• **Selected excerpt**
########

So this company, who shall remain nameless, offer a remote customer care line deal for about a dozen high street names. There is around 800 or so staff answering calls for the Daily Fail, a significant supplier of private healthcare, a couple of high street stores, a vehicle rescue company and some online retailers. To give you some perspective on how that works I’ll explain the two contracts I was on. Both relied on Abobe Rooms for staff management, meetings, and general discussion and any questions staff might have. (Monitored, recorded, subject to rigorous management intervention)

The Photobox system was based on what were essentially free applications, One Drive, Google Sheets and a few image and document sharing tools. Communication with the warehouses to check on orders, colour issues and whatnot was done through Google Sheets.  Really.

The Daily Fail system was a little smoother, it used its own systems and processes that were frequently prone to technical issues and needed new passwords every week or so.  Too frequent at any rate.  The company started to use a screen recorder that used so much RAM that it managed to crash every machine staff used.  The RAM requirements were more that the company minimum that all staff had.  It was atrocious and significantly impacted staff, stress levels and pay.  If staff logged off to reboot they didn’t get paid.  On one day I had to reboot 37 times.  The one thing both accounts had in common was that they were significantly cheaper than the cost of a bricks and mortar call center.

The staff was paid minimum wage which, when you consider that they had to pay for heat light, telephone lines and broadband, essentially meant they were paid below minimum wage. In the main, they manage to get away with it. But the bigger question is what does working remotely on frequently weird shifts using processes that are unpredictable and prone to crashing do to staff, their work practices, and morale?

########

• **Assignment**
In the piece about remote customer care work, the sentence beginning "There is around 800 or so staff" says who the staff answer calls for. List every client or kind of client it gives.

• **Data extract**

########

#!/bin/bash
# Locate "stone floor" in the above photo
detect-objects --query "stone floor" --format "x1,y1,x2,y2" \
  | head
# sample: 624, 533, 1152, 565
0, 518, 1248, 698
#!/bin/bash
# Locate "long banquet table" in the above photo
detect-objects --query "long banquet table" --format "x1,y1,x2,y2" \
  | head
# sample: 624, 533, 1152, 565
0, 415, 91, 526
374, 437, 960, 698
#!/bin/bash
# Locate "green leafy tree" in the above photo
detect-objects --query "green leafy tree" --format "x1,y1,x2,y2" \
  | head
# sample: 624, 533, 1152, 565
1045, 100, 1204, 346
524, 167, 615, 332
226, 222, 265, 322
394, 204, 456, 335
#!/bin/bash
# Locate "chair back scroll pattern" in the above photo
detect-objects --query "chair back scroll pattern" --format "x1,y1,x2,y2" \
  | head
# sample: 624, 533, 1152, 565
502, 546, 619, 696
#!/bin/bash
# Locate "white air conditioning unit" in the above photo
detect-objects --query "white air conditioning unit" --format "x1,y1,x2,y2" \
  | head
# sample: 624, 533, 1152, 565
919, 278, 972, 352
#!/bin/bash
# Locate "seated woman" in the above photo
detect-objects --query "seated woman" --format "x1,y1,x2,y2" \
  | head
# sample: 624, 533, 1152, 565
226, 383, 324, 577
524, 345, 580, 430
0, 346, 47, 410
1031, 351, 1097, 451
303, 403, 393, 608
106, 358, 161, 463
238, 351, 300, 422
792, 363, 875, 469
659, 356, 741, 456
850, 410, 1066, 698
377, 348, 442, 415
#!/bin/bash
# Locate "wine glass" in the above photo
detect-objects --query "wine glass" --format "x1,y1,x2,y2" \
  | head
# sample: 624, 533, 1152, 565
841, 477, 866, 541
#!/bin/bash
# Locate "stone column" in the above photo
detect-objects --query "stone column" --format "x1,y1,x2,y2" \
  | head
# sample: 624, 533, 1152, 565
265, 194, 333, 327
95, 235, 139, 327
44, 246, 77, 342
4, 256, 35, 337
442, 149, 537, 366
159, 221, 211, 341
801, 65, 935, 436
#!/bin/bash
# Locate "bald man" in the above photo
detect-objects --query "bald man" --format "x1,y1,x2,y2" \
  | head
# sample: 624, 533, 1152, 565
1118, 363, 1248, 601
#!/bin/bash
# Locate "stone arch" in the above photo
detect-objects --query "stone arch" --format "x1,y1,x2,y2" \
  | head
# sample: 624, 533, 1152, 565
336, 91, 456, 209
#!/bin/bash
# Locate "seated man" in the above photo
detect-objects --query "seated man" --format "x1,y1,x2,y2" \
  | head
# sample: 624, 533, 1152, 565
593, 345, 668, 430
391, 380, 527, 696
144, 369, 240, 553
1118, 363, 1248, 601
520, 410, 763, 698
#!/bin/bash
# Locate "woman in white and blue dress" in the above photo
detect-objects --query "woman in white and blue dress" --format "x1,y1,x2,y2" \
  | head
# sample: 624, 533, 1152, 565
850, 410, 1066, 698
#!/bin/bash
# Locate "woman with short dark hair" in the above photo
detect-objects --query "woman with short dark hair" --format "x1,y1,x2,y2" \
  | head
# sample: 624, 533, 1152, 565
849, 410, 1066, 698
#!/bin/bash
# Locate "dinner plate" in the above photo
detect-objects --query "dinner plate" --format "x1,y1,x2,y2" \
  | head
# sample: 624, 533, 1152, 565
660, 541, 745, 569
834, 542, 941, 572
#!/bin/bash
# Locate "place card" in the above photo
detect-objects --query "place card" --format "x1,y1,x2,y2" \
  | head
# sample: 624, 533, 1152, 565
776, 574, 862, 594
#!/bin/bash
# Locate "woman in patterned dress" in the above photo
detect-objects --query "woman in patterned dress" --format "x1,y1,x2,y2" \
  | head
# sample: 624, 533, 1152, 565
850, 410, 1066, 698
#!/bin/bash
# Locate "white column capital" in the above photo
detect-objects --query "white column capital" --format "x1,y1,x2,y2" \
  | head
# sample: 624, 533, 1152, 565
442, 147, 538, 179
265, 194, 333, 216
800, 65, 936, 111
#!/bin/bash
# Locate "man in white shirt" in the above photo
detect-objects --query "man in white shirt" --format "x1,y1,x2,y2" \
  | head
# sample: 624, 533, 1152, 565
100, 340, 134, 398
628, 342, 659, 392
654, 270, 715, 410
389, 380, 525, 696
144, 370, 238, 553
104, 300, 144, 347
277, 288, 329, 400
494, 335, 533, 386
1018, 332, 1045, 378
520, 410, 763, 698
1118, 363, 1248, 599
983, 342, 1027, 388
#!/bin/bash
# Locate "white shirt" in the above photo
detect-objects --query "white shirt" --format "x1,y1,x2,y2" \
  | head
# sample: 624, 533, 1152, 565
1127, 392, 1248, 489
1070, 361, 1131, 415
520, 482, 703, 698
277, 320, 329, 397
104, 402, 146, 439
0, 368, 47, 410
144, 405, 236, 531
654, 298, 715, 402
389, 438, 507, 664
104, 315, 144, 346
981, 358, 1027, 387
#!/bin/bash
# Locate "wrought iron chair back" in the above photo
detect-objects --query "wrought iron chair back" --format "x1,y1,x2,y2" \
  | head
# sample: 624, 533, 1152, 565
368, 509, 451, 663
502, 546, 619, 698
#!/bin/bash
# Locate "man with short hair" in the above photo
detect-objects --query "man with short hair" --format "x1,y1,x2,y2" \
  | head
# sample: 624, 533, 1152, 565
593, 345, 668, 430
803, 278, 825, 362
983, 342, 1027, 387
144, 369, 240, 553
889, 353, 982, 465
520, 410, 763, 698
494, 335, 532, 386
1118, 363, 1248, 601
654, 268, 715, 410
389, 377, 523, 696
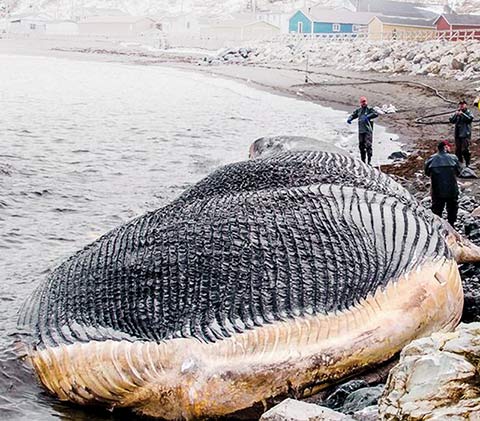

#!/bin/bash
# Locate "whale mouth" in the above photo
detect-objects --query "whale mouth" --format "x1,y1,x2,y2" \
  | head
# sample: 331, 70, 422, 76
27, 257, 463, 420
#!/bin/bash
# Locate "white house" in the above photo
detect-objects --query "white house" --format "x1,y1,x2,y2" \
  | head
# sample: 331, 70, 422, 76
46, 20, 78, 35
7, 14, 51, 34
257, 11, 293, 33
158, 13, 201, 35
78, 15, 156, 36
202, 19, 280, 41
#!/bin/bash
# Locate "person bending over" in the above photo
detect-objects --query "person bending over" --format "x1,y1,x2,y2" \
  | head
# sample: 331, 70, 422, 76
425, 141, 462, 227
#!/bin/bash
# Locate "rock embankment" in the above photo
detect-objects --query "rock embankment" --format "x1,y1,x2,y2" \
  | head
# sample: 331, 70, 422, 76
205, 38, 480, 85
379, 323, 480, 421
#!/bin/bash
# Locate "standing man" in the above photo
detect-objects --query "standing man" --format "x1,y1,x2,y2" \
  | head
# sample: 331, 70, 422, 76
347, 96, 378, 165
425, 140, 462, 227
450, 101, 473, 167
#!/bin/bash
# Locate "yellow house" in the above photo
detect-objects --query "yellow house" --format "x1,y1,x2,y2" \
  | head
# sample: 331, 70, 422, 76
368, 15, 436, 41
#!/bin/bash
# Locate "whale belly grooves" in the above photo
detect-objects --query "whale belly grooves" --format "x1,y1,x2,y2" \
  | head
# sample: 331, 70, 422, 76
19, 153, 463, 419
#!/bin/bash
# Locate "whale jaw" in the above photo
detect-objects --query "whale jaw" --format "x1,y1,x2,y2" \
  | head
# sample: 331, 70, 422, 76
29, 258, 463, 420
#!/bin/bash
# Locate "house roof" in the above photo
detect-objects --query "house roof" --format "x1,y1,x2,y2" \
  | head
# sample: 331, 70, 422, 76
357, 0, 444, 19
435, 14, 480, 26
372, 15, 435, 29
301, 7, 375, 25
78, 15, 155, 24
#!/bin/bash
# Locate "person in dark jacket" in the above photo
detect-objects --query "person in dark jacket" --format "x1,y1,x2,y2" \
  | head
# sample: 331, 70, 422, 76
450, 101, 473, 167
347, 96, 378, 164
425, 141, 462, 227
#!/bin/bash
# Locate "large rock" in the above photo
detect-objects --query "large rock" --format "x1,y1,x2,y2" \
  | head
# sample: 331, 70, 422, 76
379, 323, 480, 421
451, 57, 465, 70
260, 399, 354, 421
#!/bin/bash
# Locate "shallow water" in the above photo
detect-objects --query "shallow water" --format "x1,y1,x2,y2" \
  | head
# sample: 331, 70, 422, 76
0, 55, 398, 420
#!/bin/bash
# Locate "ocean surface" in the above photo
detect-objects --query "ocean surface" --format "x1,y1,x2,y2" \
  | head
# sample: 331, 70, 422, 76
0, 55, 399, 421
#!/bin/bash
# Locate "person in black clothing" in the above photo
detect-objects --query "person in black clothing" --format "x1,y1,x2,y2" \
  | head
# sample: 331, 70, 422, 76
425, 141, 462, 227
347, 96, 378, 164
450, 101, 473, 167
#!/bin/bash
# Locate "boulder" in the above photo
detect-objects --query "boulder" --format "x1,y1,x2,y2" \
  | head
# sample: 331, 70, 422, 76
450, 57, 465, 70
460, 167, 478, 178
339, 384, 385, 414
322, 380, 368, 409
378, 323, 480, 421
260, 399, 354, 421
352, 405, 378, 421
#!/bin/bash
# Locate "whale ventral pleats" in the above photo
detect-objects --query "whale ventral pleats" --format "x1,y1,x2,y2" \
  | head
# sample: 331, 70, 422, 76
19, 152, 462, 419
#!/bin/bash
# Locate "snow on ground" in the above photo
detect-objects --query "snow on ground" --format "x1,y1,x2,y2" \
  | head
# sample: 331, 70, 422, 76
202, 40, 480, 89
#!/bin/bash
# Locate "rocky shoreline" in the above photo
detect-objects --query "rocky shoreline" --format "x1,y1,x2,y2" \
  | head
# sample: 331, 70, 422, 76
0, 36, 480, 420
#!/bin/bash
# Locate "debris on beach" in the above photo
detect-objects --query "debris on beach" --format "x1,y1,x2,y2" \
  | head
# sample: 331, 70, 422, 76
198, 47, 255, 64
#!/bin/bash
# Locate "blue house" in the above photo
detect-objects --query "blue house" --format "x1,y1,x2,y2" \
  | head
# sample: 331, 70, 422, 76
288, 7, 375, 34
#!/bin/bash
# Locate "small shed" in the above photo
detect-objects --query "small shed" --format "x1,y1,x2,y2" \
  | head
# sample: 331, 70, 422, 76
435, 14, 480, 39
289, 7, 374, 34
78, 15, 156, 36
45, 20, 78, 35
368, 16, 435, 40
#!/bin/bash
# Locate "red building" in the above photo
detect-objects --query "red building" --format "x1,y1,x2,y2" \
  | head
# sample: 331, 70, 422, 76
434, 14, 480, 40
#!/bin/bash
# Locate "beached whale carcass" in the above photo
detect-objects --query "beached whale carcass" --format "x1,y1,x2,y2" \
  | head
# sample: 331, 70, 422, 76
20, 152, 463, 419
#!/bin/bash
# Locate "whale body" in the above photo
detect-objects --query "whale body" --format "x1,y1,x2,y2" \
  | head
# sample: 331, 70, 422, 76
19, 152, 463, 420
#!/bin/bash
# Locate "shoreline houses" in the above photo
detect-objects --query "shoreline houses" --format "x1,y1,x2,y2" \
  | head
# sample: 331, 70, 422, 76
289, 7, 375, 34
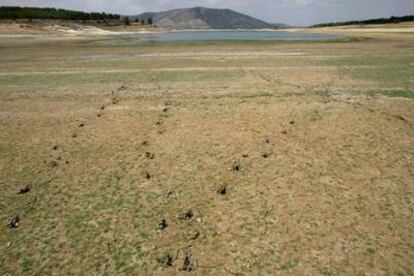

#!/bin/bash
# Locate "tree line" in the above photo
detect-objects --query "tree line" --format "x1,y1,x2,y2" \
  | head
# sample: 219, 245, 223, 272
312, 15, 414, 28
0, 6, 121, 21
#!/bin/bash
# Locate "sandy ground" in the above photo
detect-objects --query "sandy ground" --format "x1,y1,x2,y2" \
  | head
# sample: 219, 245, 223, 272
0, 23, 414, 275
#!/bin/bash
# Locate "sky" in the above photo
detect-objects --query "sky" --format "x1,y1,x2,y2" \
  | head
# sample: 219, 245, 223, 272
0, 0, 414, 26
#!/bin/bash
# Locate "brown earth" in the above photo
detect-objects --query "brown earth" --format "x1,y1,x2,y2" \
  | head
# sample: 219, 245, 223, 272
0, 24, 414, 275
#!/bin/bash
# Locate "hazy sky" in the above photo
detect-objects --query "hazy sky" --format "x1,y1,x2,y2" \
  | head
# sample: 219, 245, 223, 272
0, 0, 414, 25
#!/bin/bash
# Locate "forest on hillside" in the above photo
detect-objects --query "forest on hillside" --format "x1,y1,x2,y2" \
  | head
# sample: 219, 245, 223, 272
0, 6, 121, 21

########

• **Output**
- the Daily Fail
- a significant supplier of private healthcare
- a couple of high street stores
- a vehicle rescue company
- some online retailers